Extracted data ::
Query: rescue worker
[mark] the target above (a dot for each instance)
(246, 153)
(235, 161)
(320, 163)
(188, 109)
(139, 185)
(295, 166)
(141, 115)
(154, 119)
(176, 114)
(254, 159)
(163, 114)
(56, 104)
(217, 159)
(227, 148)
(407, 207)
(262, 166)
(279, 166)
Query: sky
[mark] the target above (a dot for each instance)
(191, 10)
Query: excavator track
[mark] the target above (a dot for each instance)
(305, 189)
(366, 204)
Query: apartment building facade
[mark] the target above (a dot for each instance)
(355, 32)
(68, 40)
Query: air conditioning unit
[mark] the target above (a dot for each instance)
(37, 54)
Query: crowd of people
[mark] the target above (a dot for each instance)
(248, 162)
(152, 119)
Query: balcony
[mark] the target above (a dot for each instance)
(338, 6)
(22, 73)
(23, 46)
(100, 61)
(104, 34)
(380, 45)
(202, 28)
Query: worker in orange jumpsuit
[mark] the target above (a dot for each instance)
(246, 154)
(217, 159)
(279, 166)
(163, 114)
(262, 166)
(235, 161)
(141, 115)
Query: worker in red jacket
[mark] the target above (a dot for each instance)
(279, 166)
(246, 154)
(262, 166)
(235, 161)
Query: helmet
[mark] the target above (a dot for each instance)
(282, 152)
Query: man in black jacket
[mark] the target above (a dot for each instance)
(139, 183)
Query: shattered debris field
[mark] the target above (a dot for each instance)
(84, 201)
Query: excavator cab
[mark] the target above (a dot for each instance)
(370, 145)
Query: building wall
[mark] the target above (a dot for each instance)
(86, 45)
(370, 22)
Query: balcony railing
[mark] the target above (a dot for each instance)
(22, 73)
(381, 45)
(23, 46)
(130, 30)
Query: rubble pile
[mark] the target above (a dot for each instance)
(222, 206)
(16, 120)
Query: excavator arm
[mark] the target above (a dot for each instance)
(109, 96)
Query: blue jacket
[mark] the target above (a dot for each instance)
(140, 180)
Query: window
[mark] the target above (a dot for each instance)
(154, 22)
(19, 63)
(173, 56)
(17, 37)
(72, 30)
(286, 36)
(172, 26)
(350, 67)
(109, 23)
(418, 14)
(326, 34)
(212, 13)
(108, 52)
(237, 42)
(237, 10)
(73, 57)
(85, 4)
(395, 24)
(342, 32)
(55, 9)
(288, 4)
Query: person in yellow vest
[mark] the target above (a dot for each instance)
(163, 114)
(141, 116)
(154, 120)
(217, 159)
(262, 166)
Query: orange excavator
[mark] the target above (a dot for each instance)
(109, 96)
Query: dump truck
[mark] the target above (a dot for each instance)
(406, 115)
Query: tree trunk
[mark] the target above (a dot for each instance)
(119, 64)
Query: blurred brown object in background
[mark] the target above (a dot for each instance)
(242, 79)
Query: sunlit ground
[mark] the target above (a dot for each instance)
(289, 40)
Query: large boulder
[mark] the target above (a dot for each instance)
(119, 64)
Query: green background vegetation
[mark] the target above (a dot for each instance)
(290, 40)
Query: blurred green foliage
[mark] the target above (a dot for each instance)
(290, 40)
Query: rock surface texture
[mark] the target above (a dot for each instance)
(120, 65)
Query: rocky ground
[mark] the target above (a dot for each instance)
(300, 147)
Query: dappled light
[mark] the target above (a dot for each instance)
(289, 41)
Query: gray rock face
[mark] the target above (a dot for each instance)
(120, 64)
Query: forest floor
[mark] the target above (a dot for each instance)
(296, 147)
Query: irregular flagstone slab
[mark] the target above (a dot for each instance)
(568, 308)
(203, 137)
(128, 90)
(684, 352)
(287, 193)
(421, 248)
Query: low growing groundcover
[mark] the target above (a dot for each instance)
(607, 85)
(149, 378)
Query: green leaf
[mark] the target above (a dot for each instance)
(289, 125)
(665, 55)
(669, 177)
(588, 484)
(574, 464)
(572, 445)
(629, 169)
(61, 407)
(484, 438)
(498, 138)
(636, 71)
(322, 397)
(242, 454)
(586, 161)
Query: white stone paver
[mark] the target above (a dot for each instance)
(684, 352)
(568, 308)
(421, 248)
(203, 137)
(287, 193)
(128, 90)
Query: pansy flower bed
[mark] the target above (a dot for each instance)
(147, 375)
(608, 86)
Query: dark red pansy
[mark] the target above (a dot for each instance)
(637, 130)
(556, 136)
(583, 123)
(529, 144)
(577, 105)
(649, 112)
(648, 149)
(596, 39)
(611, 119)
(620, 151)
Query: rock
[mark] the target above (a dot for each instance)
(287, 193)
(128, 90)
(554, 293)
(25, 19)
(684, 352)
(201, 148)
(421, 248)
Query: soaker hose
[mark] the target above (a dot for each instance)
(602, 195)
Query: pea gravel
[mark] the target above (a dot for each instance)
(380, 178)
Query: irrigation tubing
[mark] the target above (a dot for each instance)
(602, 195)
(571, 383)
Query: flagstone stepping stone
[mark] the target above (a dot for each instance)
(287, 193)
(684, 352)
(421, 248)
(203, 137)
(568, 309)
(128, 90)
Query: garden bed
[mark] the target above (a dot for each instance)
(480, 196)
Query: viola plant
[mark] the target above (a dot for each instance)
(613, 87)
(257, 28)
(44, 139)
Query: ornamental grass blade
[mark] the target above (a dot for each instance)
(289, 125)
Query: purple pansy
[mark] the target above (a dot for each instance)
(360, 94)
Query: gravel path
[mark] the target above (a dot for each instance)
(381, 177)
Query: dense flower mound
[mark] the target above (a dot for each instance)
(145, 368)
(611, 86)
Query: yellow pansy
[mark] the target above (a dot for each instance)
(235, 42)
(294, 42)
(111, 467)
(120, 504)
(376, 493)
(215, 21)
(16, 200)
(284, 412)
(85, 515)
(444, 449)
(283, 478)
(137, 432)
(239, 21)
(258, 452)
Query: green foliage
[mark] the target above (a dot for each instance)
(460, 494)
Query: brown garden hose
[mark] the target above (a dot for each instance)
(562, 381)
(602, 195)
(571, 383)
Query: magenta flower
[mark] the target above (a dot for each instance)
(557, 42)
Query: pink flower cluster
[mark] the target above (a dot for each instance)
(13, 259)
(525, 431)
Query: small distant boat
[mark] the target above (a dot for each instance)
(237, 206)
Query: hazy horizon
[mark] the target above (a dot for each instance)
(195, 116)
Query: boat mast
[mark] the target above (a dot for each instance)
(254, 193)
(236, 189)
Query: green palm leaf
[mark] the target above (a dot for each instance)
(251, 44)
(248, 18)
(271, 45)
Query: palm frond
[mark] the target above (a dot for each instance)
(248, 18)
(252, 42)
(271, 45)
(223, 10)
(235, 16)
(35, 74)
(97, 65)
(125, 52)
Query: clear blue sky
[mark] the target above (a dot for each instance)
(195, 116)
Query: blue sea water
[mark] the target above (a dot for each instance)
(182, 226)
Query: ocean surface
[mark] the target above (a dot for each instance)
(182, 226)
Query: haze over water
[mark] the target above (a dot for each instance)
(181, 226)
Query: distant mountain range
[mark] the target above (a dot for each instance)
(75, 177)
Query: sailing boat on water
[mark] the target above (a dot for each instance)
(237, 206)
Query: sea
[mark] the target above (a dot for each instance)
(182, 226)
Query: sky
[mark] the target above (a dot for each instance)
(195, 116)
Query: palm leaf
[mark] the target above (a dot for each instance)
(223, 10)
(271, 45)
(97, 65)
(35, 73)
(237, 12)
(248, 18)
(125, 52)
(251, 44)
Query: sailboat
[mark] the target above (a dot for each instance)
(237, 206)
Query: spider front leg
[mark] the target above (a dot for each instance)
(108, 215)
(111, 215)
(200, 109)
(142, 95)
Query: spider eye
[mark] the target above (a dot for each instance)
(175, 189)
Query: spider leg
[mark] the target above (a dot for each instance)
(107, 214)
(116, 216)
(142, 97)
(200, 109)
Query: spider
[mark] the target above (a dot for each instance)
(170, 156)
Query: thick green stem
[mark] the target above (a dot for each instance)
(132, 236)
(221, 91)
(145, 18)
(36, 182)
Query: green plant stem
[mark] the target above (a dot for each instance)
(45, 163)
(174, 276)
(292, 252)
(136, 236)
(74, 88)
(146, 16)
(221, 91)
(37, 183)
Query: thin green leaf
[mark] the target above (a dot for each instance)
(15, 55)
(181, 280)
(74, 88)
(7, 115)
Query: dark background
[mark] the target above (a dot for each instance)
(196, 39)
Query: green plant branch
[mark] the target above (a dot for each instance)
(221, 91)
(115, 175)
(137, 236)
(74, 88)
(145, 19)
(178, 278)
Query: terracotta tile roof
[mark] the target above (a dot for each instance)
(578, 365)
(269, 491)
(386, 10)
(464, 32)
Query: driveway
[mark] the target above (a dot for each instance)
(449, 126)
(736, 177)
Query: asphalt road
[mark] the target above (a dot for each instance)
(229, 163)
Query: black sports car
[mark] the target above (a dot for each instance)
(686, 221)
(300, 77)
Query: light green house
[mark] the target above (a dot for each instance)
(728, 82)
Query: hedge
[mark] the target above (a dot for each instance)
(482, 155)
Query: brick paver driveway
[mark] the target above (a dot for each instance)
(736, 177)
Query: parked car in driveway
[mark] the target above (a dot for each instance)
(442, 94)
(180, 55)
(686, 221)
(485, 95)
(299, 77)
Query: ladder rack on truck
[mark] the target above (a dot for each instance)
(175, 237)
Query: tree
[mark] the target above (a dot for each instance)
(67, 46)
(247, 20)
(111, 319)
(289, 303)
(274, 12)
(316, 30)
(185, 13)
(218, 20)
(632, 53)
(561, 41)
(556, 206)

What to produce :: Extract, exactly as they appear, the lines from the one containing "Query: green plant branch" through the final line.

Complete response ::
Query: green plant branch
[mark] the target above (a dot for each instance)
(221, 91)
(115, 175)
(137, 236)
(74, 88)
(145, 19)
(178, 278)
Query: terracotta tile roof
[mark] the target above (a dot for each instance)
(578, 365)
(269, 491)
(386, 10)
(464, 32)
Query: driveway
[mark] the target above (a dot for each instance)
(449, 126)
(736, 177)
Query: asphalt road
[mark] the target above (a dot for each instance)
(229, 163)
Query: black sports car
[mark] the target above (a dot for each instance)
(686, 221)
(300, 77)
Query: light green house
[mark] the target above (a dot for each instance)
(728, 82)
Query: hedge
[mark] the target above (a dot for each instance)
(482, 155)
Query: brick paver driveway
[mark] the target above (a dot for each instance)
(736, 177)
Query: parked car in driveway
[mark] the target above (a dot for each instance)
(442, 94)
(180, 55)
(686, 221)
(485, 95)
(299, 77)
Query: ladder rack on truck
[mark] the target above (a dot for each instance)
(175, 237)
Query: tree
[mark] the target above (a dot for each instance)
(67, 46)
(247, 20)
(111, 319)
(289, 303)
(274, 12)
(316, 30)
(185, 13)
(218, 20)
(632, 53)
(561, 41)
(556, 206)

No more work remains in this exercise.